■ **COMPITO SCRITTO 1**:
Cita senza alcuna modifica le righe dei record, cominciando da quella che contiene "Your task is to examine this image and locate decorative" e proseguendo fino all'ultima riga dei record.

Fra i vincitori della prima guerra mondiale l’Italia era la nazione più fragile, sia perché
politicamente era “nata” da poco più di mezzo secolo, sia perché la sua economia era debole anche
prima della guerra, sia per il grande divario tra il Nord e il Sud del Paese.
Le condizioni in cui si trovò il nostro paese sono quindi immaginabili : una crisi generale
dell’economia, l’inflazione “galoppante”, i prezzi che salivano alle stelle mentre gli stipendi
restavano praticamente inalterati, e la disoccupazione era aumentata di sei volte rispetto all’anno
precedente.
La guerra, benché vittoriosa, ha significato investimento di capitali, calo della produzione agricola
per l’assenza materiale della forza-lavoro, arricchimento di pochi industriali e ulteriore
impoverimento dei lavoratori.
Una crisi generale, dunque, che coinvolse la stragrande maggioranza della popolazione.
Ai contadini durante la guerra era stata promessa la distribuzione delle terre ma queste erano
state dimenticate e nessuno intendeva rispettarle. Gli operai trovarono: aumento dei prezzi,
abbassamento dei salari, fame, disoccupazione. La crisi economica colpì anche la piccola e media
borghesia: da questi ceti erano stati reclutati gli ufficiali e i sottufficiali, tornati a casa erano stati
costretti a riadattarsi a una vita grigia e monotona, fatta di magri stipendi e sacrifici.
I reduci, soprattutto gli ufficiali di complemento, costituivano un’alta categoria che aveva buone
ragioni per lamentarsi. Innanzitutto, dopo 4 anni di guerra, trovarono grandi difficoltà a
reinserirsi nella vita “civile” e a trovare un posto di lavoro; questi giovani, inoltre, si sentirono
guardati con malcelato disprezzo proprio da quegli “imboscati che, mentre loro combattevano al
fronte, avevano approfittato per costruirsi delle cospicue fortune attraverso ogni tipo di
speculazione. Al loro rientro, le sinistre scatenarono inoltre la “caccia ai reduci e agli ufficiali”: a
loro, in pratica, si rimproverava di aver voluto la guerra e di avervi trascinato gli operai e i
contadini, mentre sappiamo che la decisione dell’intervento era stata presa da un’esigua
minoranza di italiani.

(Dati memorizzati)

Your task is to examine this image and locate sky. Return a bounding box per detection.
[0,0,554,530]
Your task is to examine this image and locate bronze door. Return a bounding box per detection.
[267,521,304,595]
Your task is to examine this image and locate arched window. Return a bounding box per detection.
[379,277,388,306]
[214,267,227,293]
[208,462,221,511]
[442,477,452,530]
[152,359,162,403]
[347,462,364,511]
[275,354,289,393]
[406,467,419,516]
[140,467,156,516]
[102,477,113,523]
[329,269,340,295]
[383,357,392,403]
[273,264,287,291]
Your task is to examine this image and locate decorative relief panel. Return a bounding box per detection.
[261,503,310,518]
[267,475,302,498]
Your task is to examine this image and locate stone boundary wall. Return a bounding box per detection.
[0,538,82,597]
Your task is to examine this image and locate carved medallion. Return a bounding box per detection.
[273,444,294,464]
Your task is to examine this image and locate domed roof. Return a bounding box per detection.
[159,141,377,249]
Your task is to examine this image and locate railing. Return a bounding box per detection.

■ **COMPITO SCRITTO 2**:
Riproduci parola per parola il passo del brano sulla crisi italiana del primo dopoguerra, cominciando da "Fra i vincitori" e proseguendo fino a "impoverimento dei lavoratori.".

■ **RISPOSTA AL COMPITO 1**:
Your task is to examine this image and locate decorative relief panel. Return a bounding box per detection.
[261,503,310,518]
[267,475,302,498]
Your task is to examine this image and locate stone boundary wall. Return a bounding box per detection.
[0,538,82,597]
Your task is to examine this image and locate carved medallion. Return a bounding box per detection.
[273,444,294,464]
Your task is to examine this image and locate domed roof. Return a bounding box per detection.
[159,141,377,249]
Your task is to examine this image and locate railing. Return a bounding box per detection.

■ **RISPOSTA AL COMPITO 2**:
Fra i vincitori della prima guerra mondiale l’Italia era la nazione più fragile, sia perché
politicamente era “nata” da poco più di mezzo secolo, sia perché la sua economia era debole anche
prima della guerra, sia per il grande divario tra il Nord e il Sud del Paese.
Le condizioni in cui si trovò il nostro paese sono quindi immaginabili : una crisi generale
dell’economia, l’inflazione “galoppante”, i prezzi che salivano alle stelle mentre gli stipendi
restavano praticamente inalterati, e la disoccupazione era aumentata di sei volte rispetto all’anno
precedente.
La guerra, benché vittoriosa, ha significato investimento di capitali, calo della produzione agricola
per l’assenza materiale della forza-lavoro, arricchimento di pochi industriali e ulteriore
impoverimento dei lavoratori.